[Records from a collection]
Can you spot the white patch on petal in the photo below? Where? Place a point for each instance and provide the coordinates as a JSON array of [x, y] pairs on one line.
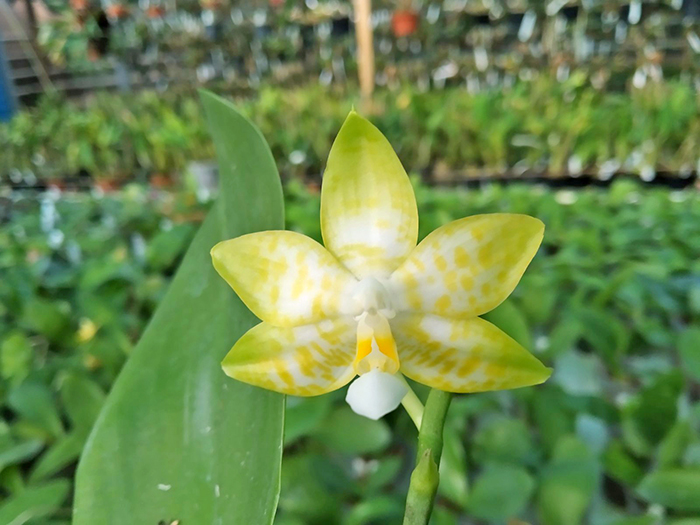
[[375, 394]]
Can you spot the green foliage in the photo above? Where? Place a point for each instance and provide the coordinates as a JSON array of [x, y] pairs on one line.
[[177, 440], [541, 126], [616, 428]]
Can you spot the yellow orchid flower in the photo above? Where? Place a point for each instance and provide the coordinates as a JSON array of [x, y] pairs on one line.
[[372, 303]]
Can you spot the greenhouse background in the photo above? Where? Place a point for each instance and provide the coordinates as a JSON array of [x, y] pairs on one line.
[[584, 114]]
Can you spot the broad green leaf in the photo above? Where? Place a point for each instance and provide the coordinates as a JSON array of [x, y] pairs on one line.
[[177, 439], [505, 440], [510, 319], [82, 400], [13, 454], [675, 488], [304, 415], [35, 403]]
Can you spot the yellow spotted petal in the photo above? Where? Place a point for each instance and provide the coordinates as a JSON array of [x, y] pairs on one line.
[[369, 217], [285, 278], [303, 360], [463, 355], [467, 267]]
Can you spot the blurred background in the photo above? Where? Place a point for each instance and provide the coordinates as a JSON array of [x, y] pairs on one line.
[[583, 113]]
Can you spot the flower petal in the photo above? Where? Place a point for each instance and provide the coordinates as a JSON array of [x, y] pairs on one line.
[[467, 267], [369, 217], [305, 360], [285, 278], [463, 355], [376, 393]]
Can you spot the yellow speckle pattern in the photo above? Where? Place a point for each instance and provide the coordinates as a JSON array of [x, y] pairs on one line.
[[463, 355], [369, 217], [285, 278], [305, 360], [478, 261]]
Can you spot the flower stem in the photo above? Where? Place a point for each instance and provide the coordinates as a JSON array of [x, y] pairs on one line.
[[413, 405], [425, 477]]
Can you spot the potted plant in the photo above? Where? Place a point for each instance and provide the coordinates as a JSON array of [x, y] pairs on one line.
[[404, 21]]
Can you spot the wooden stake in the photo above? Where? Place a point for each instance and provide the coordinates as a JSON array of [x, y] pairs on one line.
[[365, 49]]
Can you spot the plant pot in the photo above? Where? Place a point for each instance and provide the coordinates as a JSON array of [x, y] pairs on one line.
[[404, 23], [205, 175]]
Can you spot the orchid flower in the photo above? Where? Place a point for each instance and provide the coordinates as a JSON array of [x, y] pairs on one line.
[[373, 304]]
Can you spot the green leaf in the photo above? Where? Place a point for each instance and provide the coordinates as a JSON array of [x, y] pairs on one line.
[[34, 502], [304, 415], [671, 450], [567, 484], [177, 439], [689, 350], [347, 432], [501, 492], [676, 488]]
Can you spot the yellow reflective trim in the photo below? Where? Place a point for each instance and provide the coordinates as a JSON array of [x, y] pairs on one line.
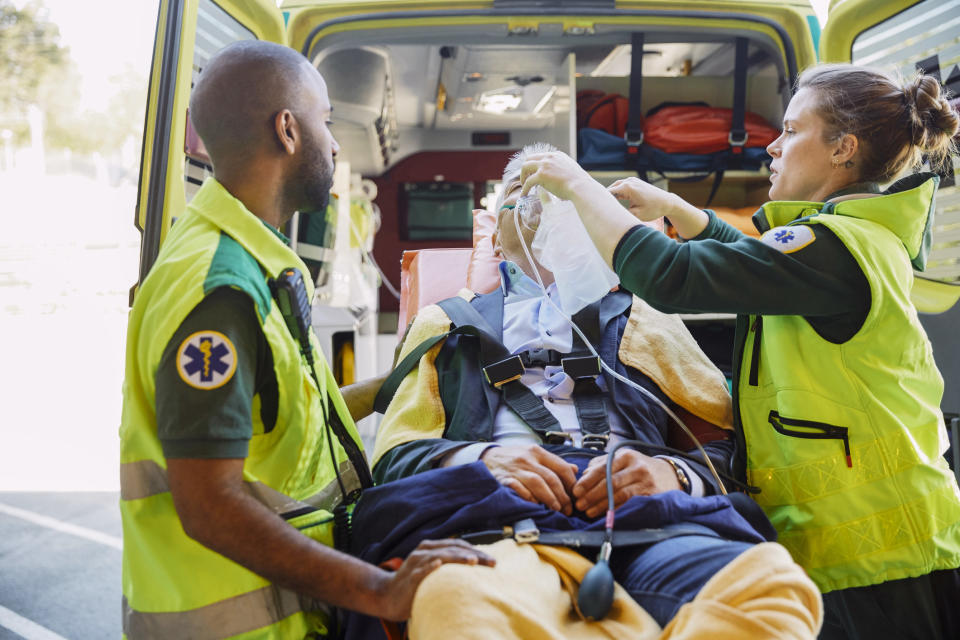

* **WHAT IS EXPECTED**: Please reproduce the data above word for word, skipping all images.

* **ANSWER TO THIS EXERCISE**:
Can you spot the white patch on petal in the photo below? Where? Place a point for each instance and provide the coordinates as a JSON array of [x, y] pairs on one line.
[[375, 394]]
Can you spot the green foliage in the photo above? Where? Place a point for each instance and provide the coordinates as a JSON array of [x, y] pairs on one line.
[[177, 440], [541, 126], [616, 428]]
Can you spot the yellow orchid flower in the photo above? Where? Place a point for each instance and provide the coordinates as a JSON array of [x, y] pairs on one line.
[[372, 303]]
Can you spot the greenhouse background in the photo above? Where? Place a point for each instance and provide the coordinates as a JSON array of [x, y] pairs on one line.
[[584, 114]]
Can you spot the broad green leaf in the photo above? Where? Place a point for each instance and provide the coordinates as a JSON array of [x, y] pairs on one line.
[[177, 439], [505, 440], [510, 319], [82, 400], [13, 454], [675, 488], [304, 415], [35, 403]]
Can you spot the yellow spotted petal in the photo above? Where? Place a point for each instance and provide the coordinates as a JSON array of [x, y] pairs on one line.
[[369, 217], [285, 278], [303, 360], [463, 355], [467, 267]]
Can you spot the blurred background in the photo above? Where? Place a point for each instance and provide the coordinates as a JSON array of [x, y] pairs on one line.
[[583, 113]]
Can you spot the flower petal in the photo above? Where? Place a point for each instance and provide the coordinates as a JSON array of [x, y] pairs on one line.
[[467, 267], [369, 217], [305, 360], [285, 278], [463, 355], [376, 393]]
Can you spot the yellow speckle pattern in the photo above? Where? Place a point for each instance and provide the coordinates as a JSON array of [x, y] pairs on one line.
[[463, 355], [369, 217], [285, 278], [305, 360], [478, 261]]
Can you spot the flower stem in the photo above? Where? Place a point for each instance and provide the coordinates as a JSON array of [x, y] pairs on one line.
[[413, 405], [425, 477]]
Can you spot the potted plant in the photo above? Where? Place a point for each instance and provide the coordinates as a JSON array of [x, y] pairs on one line.
[[404, 21]]
Can you spot the wooden stake in the photo above? Where? Place a point for each instance and provide the coordinates as a JSON array of [x, y] pairs on one line.
[[365, 49]]
Can you spot the plant pot in the photo above? Where? Place a point for each instance and provide the coordinates as a JSON array of [x, y] pairs on one line.
[[404, 23], [205, 175]]
Can you spot the orchid flower in the photo above? Where? Place a point for each instance and provide the coordinates as a JSON array of [x, y] pairs on one line.
[[373, 304]]
Can you spot the green leaf in the photo above? Where? Place a point for each instance and provide the coordinates as a JSON array of [x, y] pairs on one line.
[[34, 502], [304, 415], [671, 450], [567, 484], [177, 439], [689, 350], [347, 432], [501, 492], [676, 488]]
Can you spot the yellow reflective trim in the photo below? Where? Place a point for each instance and provide the coordinates as a JSON array of [x, y] pairs on one line.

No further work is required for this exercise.